◆ **Seite**
Leitsatz
Die Überführung eines Wirtschaftsguts vom Betriebsvermögen in das Privatvermögen ist keine Anschaffung i.S. des § 6 Abs. 1 Nr. 1a Satz 1 EStG.
Normenkette
§ 6 Abs. 1 Nr. 1a, § 9 Abs. 1 Satz 3 Nr. 7, Abs. 5 Satz 2, § 10d Abs. 4 Sätze 4 und 5, § 21 Abs. 1 EStG, § 255 Abs. 1, Abs. 2 Satz 1 HGB, § 40 Abs. 2 FGO
Sachverhalt
Der Kläger entnahm aus seinem land- und forstwirtschaftlichen Vermögen eine vermietete Wohnung in sein Privatvermögen und sanierte sie anschließend umfangreich. Die Sanierungsaufwendungen überstiegen den bei der Entnahme angesetzten Gebäudeteilwert. Das FA nahm deshalb anschaffungsnahen Herstellungsaufwand an und änderte die Steuerbescheide für die Streitjahre entsprechend. Das FG hat die Klage abgewiesen. Das Merkmal der "Anschaffung" sei normspezifisch dahin auszulegen, dass auch die Entnahme eines Wirtschaftsguts als anschaffungsähnlicher Vorgang erfasst werde (FG Köln, Urteil vom 25.2.2021, 11 K 2686/18, Haufe-Index 14495202, EFG 2021, 1902).
Entscheidung
Auf die Revision des Klägers hat der BFH das FG-Urteil aufgehoben und die Sache an das FG zurückverwiesen. Das FG hatte – von seinem Standpunkt aus zu Recht – noch nicht geprüft, ob die umfangreichen Sanierungsmaßnahmen zu originären Herstellungskosten geführt hatten. Dies muss es nun im zweiten Rechtsgang nachholen.

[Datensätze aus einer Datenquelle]
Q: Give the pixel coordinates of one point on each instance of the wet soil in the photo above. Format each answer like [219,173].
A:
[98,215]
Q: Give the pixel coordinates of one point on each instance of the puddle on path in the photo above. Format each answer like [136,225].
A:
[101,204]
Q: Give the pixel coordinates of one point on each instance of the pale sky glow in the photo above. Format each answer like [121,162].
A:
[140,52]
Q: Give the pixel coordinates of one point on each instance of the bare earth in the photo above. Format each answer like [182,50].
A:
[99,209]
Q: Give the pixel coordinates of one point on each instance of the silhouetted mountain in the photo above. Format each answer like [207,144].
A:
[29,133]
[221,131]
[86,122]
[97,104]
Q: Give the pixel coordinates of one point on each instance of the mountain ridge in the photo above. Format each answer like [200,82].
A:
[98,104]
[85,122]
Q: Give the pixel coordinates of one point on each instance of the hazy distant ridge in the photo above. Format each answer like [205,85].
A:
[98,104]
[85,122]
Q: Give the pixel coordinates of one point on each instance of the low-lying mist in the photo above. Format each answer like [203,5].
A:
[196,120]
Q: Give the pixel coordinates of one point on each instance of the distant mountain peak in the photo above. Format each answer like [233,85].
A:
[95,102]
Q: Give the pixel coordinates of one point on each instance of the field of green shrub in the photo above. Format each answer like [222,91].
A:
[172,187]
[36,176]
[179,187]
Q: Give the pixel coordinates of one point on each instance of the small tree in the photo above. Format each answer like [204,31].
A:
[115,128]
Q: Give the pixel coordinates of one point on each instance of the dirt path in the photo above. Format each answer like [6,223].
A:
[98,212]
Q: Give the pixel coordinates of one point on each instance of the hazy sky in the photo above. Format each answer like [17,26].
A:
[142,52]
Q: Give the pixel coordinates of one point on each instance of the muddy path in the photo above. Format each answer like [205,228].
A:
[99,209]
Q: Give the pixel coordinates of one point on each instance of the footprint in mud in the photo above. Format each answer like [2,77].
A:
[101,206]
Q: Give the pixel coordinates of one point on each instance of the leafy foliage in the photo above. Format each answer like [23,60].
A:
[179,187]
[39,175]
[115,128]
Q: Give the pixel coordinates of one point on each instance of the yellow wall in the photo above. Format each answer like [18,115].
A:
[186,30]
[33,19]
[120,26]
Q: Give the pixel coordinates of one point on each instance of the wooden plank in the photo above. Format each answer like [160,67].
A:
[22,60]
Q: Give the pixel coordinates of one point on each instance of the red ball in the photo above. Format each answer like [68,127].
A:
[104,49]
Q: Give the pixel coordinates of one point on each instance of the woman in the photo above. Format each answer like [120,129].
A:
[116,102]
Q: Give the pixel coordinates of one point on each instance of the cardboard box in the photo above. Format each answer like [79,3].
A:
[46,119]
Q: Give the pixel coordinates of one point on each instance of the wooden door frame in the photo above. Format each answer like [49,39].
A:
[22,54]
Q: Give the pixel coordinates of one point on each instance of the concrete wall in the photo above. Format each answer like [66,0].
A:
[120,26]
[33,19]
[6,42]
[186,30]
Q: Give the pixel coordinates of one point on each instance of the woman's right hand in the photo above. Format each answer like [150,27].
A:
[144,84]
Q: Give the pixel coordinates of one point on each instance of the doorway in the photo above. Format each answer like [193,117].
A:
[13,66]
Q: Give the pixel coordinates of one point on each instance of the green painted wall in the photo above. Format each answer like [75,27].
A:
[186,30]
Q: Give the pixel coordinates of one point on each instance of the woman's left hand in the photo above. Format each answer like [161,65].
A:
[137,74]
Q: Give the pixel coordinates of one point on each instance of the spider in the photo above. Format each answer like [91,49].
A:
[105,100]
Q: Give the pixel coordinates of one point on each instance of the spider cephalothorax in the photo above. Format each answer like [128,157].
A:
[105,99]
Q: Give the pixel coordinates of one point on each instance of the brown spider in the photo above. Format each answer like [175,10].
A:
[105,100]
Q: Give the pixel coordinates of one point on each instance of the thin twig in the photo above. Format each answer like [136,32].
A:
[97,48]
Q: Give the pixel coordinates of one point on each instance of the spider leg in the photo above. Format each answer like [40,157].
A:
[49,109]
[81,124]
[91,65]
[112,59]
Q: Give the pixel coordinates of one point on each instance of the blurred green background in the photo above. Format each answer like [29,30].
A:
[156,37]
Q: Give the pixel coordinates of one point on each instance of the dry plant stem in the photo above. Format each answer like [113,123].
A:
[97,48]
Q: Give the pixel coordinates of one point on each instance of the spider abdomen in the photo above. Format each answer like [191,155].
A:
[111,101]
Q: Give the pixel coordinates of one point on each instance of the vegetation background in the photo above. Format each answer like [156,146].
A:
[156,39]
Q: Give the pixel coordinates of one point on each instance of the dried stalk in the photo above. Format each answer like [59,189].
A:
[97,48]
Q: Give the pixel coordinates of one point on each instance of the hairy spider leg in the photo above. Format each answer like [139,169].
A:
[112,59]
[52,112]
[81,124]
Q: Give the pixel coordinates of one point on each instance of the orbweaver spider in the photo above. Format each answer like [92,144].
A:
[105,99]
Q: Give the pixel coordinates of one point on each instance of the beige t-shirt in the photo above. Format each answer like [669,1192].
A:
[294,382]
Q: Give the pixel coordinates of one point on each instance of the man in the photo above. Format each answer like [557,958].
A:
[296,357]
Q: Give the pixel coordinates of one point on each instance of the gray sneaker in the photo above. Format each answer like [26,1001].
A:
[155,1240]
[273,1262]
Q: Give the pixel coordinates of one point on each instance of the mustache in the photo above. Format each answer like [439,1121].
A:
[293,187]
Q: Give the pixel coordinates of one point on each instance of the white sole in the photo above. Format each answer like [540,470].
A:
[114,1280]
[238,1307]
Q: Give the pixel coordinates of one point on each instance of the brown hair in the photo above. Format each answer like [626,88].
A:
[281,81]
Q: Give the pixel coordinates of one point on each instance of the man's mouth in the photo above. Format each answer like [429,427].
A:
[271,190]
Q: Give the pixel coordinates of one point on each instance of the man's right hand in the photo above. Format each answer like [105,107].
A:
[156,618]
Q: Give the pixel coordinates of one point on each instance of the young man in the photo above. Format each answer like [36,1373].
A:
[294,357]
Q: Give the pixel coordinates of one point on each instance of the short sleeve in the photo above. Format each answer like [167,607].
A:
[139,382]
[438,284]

◆ **Ihre Aufgabe**
Geben Sie den Abschnitt der Seite von „Normenkette“ bis „EFG 2021, 1902).“ wortgetreu wieder.

◆ **Ihre Lösung**
Normenkette
§ 6 Abs. 1 Nr. 1a, § 9 Abs. 1 Satz 3 Nr. 7, Abs. 5 Satz 2, § 10d Abs. 4 Sätze 4 und 5, § 21 Abs. 1 EStG, § 255 Abs. 1, Abs. 2 Satz 1 HGB, § 40 Abs. 2 FGO
Sachverhalt
Der Kläger entnahm aus seinem land- und forstwirtschaftlichen Vermögen eine vermietete Wohnung in sein Privatvermögen und sanierte sie anschließend umfangreich. Die Sanierungsaufwendungen überstiegen den bei der Entnahme angesetzten Gebäudeteilwert. Das FA nahm deshalb anschaffungsnahen Herstellungsaufwand an und änderte die Steuerbescheide für die Streitjahre entsprechend. Das FG hat die Klage abgewiesen. Das Merkmal der "Anschaffung" sei normspezifisch dahin auszulegen, dass auch die Entnahme eines Wirtschaftsguts als anschaffungsähnlicher Vorgang erfasst werde (FG Köln, Urteil vom 25.2.2021, 11 K 2686/18, Haufe-Index 14495202, EFG 2021, 1902).